START GIVEN DATA

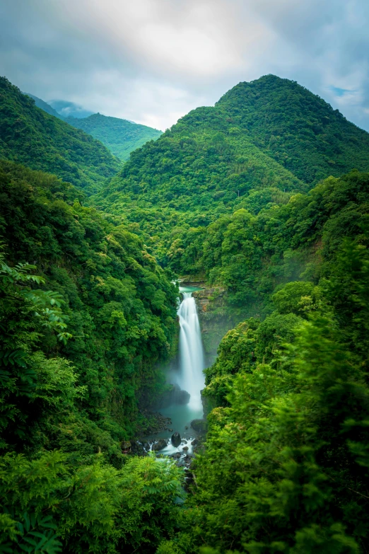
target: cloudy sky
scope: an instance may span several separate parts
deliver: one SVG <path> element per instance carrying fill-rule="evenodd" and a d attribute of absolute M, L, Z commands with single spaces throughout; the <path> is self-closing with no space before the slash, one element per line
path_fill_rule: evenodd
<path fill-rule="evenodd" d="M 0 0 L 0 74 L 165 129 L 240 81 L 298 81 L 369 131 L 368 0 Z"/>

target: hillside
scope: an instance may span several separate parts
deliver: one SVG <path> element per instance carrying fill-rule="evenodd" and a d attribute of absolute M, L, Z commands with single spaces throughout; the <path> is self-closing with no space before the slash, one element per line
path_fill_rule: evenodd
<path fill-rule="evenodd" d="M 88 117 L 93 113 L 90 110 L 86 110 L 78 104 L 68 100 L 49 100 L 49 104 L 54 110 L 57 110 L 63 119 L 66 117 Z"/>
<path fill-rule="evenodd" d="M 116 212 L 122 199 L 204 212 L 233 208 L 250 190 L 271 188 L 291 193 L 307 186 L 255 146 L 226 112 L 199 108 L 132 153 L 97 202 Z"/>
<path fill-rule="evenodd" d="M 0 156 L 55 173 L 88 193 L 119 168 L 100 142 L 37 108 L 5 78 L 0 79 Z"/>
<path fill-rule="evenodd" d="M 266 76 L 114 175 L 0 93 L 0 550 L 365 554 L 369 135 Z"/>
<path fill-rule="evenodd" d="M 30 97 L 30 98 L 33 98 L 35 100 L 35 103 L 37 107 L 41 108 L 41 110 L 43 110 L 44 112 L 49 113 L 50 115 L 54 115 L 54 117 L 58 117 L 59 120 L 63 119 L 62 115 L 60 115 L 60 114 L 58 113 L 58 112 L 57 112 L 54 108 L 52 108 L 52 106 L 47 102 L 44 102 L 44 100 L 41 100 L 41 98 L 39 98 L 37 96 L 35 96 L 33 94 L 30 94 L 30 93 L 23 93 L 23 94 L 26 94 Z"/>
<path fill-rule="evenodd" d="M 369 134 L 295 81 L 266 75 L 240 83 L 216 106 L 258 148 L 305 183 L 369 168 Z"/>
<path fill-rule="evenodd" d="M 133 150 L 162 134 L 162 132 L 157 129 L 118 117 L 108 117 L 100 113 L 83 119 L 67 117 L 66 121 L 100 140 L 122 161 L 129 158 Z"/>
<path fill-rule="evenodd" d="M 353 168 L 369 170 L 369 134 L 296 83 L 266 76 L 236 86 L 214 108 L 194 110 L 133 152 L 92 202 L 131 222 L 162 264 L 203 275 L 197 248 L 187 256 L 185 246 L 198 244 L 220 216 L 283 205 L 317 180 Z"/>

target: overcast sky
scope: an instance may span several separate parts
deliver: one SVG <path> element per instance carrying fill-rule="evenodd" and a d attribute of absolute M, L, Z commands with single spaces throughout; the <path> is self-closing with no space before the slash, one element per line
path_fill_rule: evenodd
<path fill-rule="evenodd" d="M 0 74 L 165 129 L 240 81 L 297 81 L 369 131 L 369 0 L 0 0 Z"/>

END GIVEN DATA
START GIVEN DATA

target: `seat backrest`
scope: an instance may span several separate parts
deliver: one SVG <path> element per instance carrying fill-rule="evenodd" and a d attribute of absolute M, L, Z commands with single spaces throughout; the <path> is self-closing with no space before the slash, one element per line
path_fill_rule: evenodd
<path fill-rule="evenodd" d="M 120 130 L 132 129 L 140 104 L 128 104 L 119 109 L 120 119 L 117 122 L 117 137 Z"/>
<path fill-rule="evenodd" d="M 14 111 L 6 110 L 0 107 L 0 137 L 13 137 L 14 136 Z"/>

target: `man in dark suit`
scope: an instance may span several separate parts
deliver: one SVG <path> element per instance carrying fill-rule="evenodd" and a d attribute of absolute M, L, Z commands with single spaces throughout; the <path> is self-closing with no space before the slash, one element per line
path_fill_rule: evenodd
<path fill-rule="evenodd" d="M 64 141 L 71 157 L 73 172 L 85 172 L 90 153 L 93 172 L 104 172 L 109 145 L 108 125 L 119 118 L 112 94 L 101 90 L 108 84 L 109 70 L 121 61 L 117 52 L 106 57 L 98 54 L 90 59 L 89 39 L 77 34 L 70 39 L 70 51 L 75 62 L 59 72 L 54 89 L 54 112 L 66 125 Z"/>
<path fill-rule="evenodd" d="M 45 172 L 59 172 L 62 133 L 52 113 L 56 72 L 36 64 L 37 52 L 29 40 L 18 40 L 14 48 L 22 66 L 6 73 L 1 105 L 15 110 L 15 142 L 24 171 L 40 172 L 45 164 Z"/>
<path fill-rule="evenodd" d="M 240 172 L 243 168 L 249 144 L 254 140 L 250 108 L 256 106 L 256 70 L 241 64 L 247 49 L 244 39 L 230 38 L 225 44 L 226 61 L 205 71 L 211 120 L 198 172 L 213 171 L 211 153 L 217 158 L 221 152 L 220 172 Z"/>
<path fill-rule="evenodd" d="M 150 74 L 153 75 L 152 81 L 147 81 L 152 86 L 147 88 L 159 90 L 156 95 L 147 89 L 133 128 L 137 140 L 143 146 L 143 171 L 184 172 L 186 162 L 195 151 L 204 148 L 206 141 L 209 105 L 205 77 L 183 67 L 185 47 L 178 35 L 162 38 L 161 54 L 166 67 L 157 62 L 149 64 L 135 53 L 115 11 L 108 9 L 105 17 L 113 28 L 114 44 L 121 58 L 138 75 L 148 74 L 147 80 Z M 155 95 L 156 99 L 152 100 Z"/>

END GIVEN DATA
START GIVEN DATA

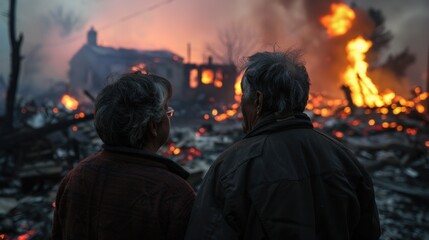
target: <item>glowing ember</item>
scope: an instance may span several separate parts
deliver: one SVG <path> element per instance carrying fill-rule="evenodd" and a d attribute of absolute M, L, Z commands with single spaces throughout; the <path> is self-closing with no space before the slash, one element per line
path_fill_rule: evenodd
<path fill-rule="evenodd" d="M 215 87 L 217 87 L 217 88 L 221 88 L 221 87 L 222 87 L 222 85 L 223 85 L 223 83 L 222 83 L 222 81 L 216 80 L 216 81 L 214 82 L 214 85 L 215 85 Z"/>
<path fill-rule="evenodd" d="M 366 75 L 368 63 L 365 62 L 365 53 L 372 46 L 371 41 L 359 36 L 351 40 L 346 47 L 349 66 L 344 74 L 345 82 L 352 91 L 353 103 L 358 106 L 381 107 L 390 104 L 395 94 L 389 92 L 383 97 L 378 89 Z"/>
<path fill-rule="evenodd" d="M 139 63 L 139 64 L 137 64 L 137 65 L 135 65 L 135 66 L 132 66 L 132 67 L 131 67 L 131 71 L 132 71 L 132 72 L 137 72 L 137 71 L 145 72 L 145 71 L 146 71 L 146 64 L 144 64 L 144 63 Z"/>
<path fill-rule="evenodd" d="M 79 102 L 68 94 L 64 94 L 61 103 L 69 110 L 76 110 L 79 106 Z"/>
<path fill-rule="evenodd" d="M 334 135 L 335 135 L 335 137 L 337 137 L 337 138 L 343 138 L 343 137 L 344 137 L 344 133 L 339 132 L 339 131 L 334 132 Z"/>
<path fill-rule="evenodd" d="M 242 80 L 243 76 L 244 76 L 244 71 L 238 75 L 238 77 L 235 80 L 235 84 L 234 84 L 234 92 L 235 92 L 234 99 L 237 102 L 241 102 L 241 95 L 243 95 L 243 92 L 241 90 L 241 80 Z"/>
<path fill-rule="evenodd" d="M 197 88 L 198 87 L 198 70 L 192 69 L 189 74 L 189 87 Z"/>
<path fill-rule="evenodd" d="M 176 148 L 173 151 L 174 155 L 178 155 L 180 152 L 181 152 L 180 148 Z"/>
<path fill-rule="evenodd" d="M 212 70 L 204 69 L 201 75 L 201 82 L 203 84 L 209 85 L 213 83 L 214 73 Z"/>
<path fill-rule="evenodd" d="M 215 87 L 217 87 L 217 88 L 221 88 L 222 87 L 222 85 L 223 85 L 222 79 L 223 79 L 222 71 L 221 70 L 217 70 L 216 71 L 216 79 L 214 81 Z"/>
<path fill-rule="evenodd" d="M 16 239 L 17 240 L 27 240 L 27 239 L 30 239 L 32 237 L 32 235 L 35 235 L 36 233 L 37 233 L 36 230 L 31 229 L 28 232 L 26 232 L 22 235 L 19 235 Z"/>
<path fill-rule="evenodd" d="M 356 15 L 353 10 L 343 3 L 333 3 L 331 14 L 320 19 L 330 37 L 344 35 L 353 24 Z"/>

END GIVEN DATA

## AIM OF THE TASK
Reproduce the lines starting with the line containing "target: cloudy sky" and going on through the line containing "240 81 L 298", substituting "distinct" for "separate" and leaving everything else unchanged.

## EXERCISE ANSWER
target: cloudy sky
scope: an instance may span several distinct parts
deliver: one SVG <path> element per instance carrying fill-rule="evenodd" and a d attribute of absolute M, L, Z commands with single spaces throughout; the <path> is self-closing with no space before the slash, one element per line
path_fill_rule: evenodd
<path fill-rule="evenodd" d="M 0 0 L 0 74 L 165 129 L 240 81 L 298 81 L 369 131 L 368 0 Z"/>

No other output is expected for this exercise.